Point-based annotation data
□ □ □

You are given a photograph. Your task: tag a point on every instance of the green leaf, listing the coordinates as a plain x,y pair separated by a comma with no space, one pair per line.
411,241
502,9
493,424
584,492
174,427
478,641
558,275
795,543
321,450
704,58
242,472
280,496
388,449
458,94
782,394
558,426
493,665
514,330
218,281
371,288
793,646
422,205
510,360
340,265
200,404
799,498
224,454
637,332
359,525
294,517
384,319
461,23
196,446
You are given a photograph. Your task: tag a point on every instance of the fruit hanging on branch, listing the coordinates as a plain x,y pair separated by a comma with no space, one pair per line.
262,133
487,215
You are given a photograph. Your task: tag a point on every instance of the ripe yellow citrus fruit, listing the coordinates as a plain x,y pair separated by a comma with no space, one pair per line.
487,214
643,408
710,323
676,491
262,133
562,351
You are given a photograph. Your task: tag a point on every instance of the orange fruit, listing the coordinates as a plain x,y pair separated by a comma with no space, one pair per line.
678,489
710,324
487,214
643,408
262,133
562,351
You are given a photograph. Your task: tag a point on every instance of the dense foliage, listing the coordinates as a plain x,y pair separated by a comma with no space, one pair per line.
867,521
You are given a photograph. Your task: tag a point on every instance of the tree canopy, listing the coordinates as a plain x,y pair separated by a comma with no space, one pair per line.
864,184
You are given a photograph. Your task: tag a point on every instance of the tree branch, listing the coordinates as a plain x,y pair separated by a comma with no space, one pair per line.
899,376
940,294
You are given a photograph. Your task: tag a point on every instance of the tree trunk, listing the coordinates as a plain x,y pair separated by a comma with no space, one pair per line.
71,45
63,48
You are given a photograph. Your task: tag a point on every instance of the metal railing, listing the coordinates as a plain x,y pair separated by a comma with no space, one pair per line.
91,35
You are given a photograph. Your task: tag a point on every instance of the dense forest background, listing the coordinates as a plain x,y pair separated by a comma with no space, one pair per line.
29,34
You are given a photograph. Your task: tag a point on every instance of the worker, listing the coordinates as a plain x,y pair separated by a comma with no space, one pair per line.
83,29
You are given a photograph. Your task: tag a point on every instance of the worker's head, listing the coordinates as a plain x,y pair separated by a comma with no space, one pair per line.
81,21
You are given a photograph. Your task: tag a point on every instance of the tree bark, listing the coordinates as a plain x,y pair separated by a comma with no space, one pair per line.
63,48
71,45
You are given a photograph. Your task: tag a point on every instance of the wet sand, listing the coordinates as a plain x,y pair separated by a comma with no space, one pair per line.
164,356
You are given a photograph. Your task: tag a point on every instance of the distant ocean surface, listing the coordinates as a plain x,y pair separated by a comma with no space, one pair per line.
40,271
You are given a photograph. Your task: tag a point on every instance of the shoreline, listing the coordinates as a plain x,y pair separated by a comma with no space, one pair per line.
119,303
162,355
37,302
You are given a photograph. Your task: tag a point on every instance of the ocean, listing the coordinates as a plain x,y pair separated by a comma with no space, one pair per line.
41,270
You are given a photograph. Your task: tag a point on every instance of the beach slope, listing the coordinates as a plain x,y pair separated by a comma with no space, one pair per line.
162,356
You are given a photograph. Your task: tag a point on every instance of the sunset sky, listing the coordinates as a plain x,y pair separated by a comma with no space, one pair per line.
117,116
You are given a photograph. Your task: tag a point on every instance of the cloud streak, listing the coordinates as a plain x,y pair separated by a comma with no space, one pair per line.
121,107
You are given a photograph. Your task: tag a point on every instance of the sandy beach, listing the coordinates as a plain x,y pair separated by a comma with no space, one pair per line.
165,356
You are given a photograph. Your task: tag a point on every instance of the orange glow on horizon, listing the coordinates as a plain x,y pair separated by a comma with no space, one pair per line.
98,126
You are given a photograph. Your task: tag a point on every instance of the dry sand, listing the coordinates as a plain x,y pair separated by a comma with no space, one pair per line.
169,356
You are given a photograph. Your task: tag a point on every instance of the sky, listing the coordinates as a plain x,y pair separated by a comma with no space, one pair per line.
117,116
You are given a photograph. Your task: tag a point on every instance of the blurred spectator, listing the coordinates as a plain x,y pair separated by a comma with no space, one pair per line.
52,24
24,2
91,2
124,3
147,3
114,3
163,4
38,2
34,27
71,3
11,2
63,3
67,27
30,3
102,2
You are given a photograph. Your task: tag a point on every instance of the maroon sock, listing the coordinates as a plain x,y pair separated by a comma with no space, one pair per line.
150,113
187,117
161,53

□ □ □

> [DIRECTION]:
Print out all the entries precisely as written.

> [COMPLETED EXERCISE]:
You are given a photograph. Your task: tag a point on every instance of the green leaf, listing the coordinates as a plain x,y pair separated by a comma with no space, one pair per line.
411,241
502,9
493,424
584,492
174,427
478,641
558,275
795,543
321,450
704,58
242,472
280,496
388,449
458,94
782,394
558,426
493,665
514,330
218,281
371,288
793,646
422,205
510,360
340,265
200,404
799,498
224,454
637,332
359,525
294,517
384,319
461,23
196,446
You are given a photograph. Your task: tag a point on every instance of the fruit hanging on branch, listing the coordinates as a plain x,y pair separated by a comma with no space, one pair per line.
262,133
487,215
You are given a photograph. Your task: tag a point on every instance of the ripe yellow citrus fruit, listing the coordinates as a plain x,y pair separated by a comma with no space, one pair per line.
487,214
643,408
710,323
676,491
262,133
562,351
You are given a photograph. Your task: tag a point on every instance of the orange fruit, listing the coordinates as a plain x,y pair separated by a comma with no space, one pair per line.
678,489
710,324
487,214
643,408
262,133
562,351
You are given a photograph. Your task: tag a point on every instance of the dense foliage, listing the coordinates as a plain x,y pair separated by a comma with no space, one pair per line.
867,521
You are given a photograph. Your task: tag a point on every instance of the tree canopy, listing the coordinates as a plain x,y pair separated by a comma with no space, one pair per line.
864,184
You are given a photograph. Your task: tag a point on every instance of the tree branch, listing the coordinates as a plain x,y pair separated by a comma with no space, one pair per line.
899,376
940,294
You are given a photograph. Your task: tag a point on every instance of the tree trunk, listing the coordinates as a plain x,y pair separated by a comma with no space, one pair per line.
71,45
63,48
You are given a photograph. Your task: tag a point on every instance of the metal railing, listing the coordinates as a plain x,y pair separated by a comma with no space, one pair per line.
91,35
You are given a photograph. Your task: tag a point on every instance of the dense forest background, listing the coordinates as a plain x,y pair separated by a comma with no space, one pair per line.
29,34
You are given a photograph. Your task: tag a point on every instance of the worker, listing the coordinates as a plain x,y pair separated by a comma with no space, one pair per line.
83,29
You are given a photograph. Your task: tag a point on every instance of the worker's head, listing the coordinates as a plain x,y pair separated by a comma with no space, one pair per line.
81,21
You are given a photograph. Your task: tag a point on every instance of the tree bark, listing the coordinates as a plain x,y pair separated by a comma with no space, one pair per line.
63,48
71,45
You are given a photograph. Your task: tag a point on every instance of the wet sand, listing the coordinates as a plain x,y pair separated by a comma with no space, one pair per line.
164,356
You are given a photograph. Your task: tag a point on every instance of the distant ocean surface, listing the coordinates as a plain x,y pair separated by a comma with no space, one pair per line.
40,271
You are given a photograph. Your task: tag a point on every instance of the shoreline, listing the coordinates as a plain x,y pair separated by a comma with no space, one pair per line.
119,303
162,355
37,302
You are given a photograph. Your task: tag a point on every instance of the ocean, listing the coordinates as a plain x,y pair separated by a comma with no space, one pair per line.
41,270
You are given a photograph. Your task: tag a point on every instance of the beach slope, listing the coordinates as a plain x,y pair separated by a comma with no space, one pair per line.
162,356
You are given a photograph. Your task: tag a point on every instance of the sunset sky, listing the coordinates as a plain x,y pair separated by a comma with no space, one pair per line.
117,116
You are given a photograph. Your task: tag a point on every instance of the cloud streak, listing the coordinates as a plain x,y pair separated by a comma with no space, one pair per line.
121,107
You are given a photograph. Your task: tag a point on every instance of the sandy beach, listing the coordinates as a plain x,y pair separated by a comma with no space, one pair per line.
165,356
You are given a photograph. Your task: tag a point on every instance of the orange glow on horizon, listing the coordinates as a plain x,y pair separated by a comma with no space, one pair per line.
98,126
You are given a photograph. Your task: tag a point on every instance of the dry sand, listing the coordinates as a plain x,y pair separated by a comma with no space, one pair per line.
169,356
You are given a photograph. Your task: tag a point on every instance of the sky, listing the coordinates as a plain x,y pair separated by a comma with no space, one pair per line.
117,116
You are given a photograph. Your task: tag a point on every instance of the blurred spectator, listing the coordinates as a plain x,y pair separated by a comma with no space, one pair per line.
52,24
24,2
91,2
124,3
147,3
114,3
163,4
38,2
34,27
71,3
11,2
63,3
67,27
30,3
102,2
You are given a photograph. Your task: tag a point on every instance of the maroon sock, listing the coordinates as a plain x,y pair separated by a comma with no space, one pair per line.
150,113
187,117
161,53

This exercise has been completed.